*** THE INPUT ***

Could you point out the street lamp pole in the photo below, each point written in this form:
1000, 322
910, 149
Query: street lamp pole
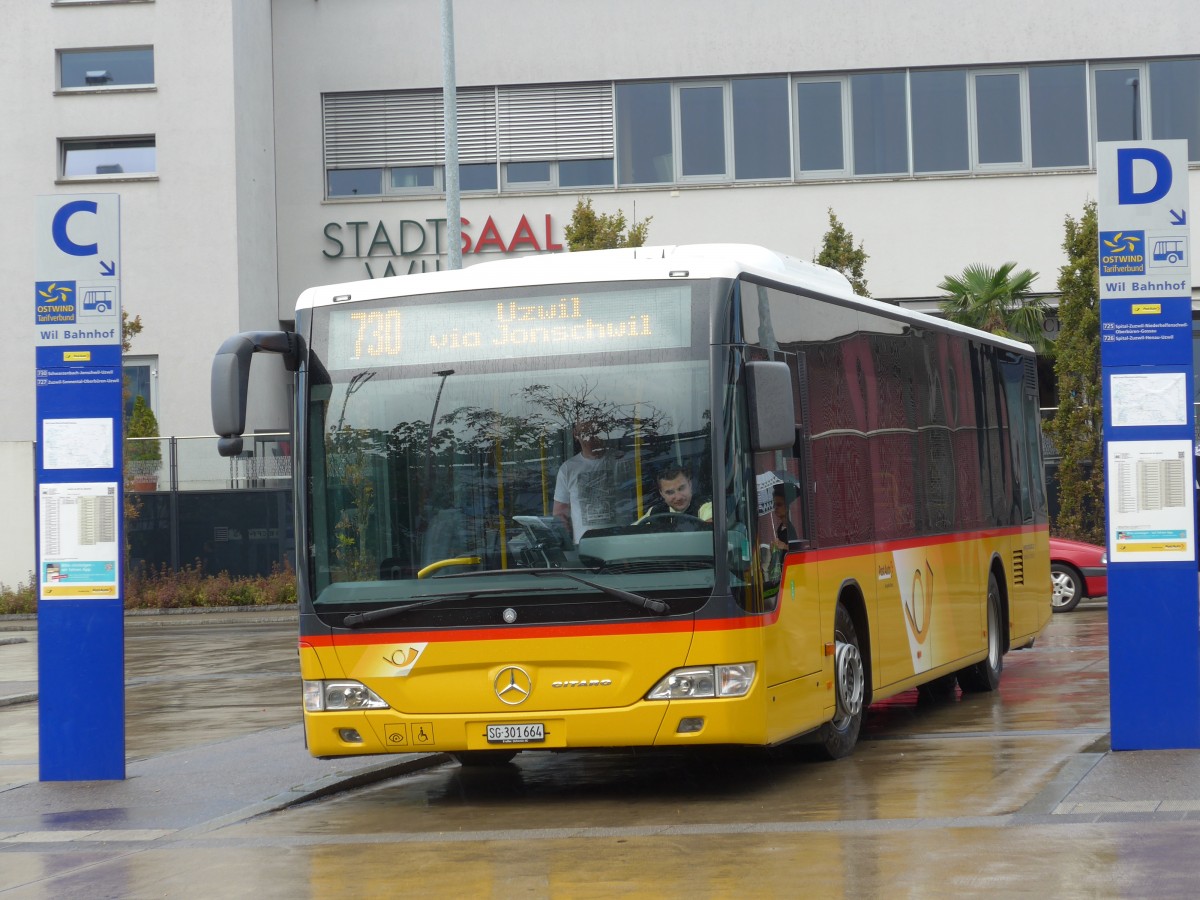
429, 441
450, 114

***

EXERCISE: What you return should match the records line for line, minus the pictures.

ANSWER SECTION:
Could you point out the street lamp pole in the photo below, each point written in this form:
1000, 322
910, 149
Query: street lamp pole
429, 441
450, 114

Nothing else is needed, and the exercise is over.